▶ **What you will do**
Gather each line from the listing below that contains the word "photo".

▶ **Dataset content**

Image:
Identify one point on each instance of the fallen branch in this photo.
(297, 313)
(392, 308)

==

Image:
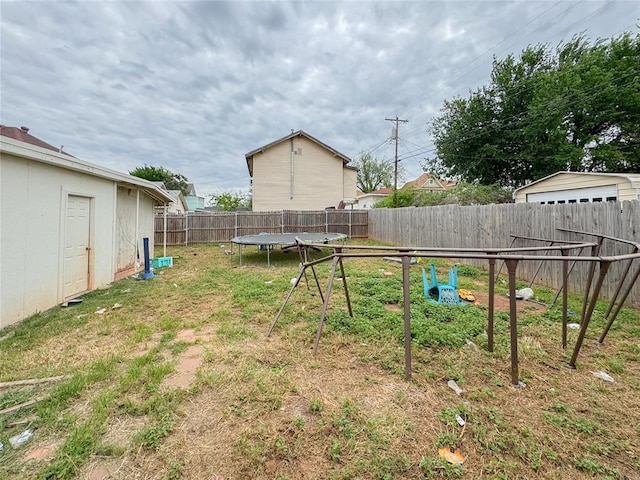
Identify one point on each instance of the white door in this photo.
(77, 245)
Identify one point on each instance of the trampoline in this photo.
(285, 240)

...

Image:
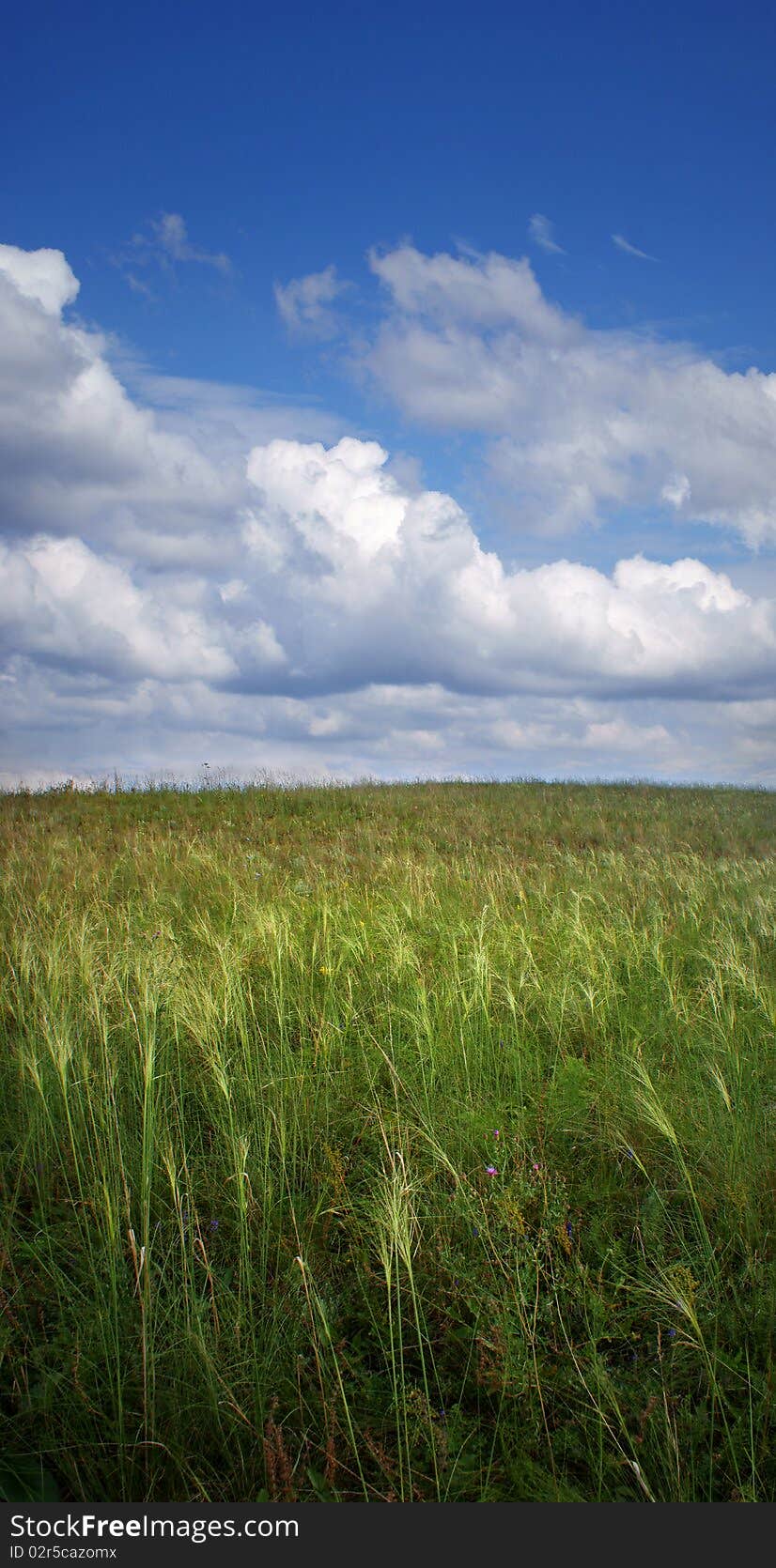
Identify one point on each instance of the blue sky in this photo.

▶ **Correct output**
Identify one point on each instance of the fallen branch in this photo.
Identify one point on each instance of the white door in this photo.
Identify one point on each instance of the trampoline in this photo.
Identify one point on each instance of the blue sky in this photo.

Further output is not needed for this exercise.